- _What is expected_
Collect each line of the entries that holds the string "this".

(Stored data)

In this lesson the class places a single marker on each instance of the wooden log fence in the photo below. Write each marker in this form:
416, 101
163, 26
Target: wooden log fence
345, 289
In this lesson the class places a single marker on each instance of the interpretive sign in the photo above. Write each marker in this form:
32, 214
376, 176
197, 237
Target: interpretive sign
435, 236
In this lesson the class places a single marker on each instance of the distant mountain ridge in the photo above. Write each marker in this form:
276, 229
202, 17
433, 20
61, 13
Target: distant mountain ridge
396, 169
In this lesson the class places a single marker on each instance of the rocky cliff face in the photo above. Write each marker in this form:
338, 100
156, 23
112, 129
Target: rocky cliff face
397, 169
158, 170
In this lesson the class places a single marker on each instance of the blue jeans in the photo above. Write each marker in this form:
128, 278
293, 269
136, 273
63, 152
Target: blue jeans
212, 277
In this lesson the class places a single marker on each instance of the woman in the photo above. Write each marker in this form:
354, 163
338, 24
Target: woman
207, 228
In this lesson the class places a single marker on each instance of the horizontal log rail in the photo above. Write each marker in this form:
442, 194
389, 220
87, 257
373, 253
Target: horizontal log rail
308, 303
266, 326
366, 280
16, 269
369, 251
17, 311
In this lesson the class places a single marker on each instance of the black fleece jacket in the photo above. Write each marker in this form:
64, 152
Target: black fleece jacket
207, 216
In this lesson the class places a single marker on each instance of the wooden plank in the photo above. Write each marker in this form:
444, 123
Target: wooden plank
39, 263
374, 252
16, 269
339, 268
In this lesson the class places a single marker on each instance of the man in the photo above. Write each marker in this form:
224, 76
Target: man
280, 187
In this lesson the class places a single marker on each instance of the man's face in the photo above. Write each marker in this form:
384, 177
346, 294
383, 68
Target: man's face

- _Written reply_
In this lesson the class places a single marker on each instance of the wooden log fence in the photo below. Write each marker in this form:
In this lesson the class places a single marker on each instance of the interpretive sign in the photo above. Write each marker in this form:
In this lesson the class places a single marker on each instance of the distant mountain ridge in the photo above. Write each marker in this form:
In this lesson the class places a single marker on each instance of the rocky cliff face in the photo above. Write each marker in this form:
In this lesson the class places a single marker on each instance of the blue jeans in the photo above. Write each marker in this form:
In this lesson the class places a single marker on each instance of the woman in the photo above. Write each marker in this form:
In this lesson the class places a single marker on each instance of the horizontal log rail in the photo above. Write each marker in this form:
In this lesson the class places a single marker on each instance of the black fleece jacket in the photo above. Write each marker in this form:
In this lesson the class places a single marker on each instance of the wooden plank in the photo above. Write each marker in this form:
In this lesson the class places a single marker on each instance of the man in the photo above. Write each marker in this form:
In this lesson the class places a single marker on each instance of the man's face in the photo above. Write each marker in this form:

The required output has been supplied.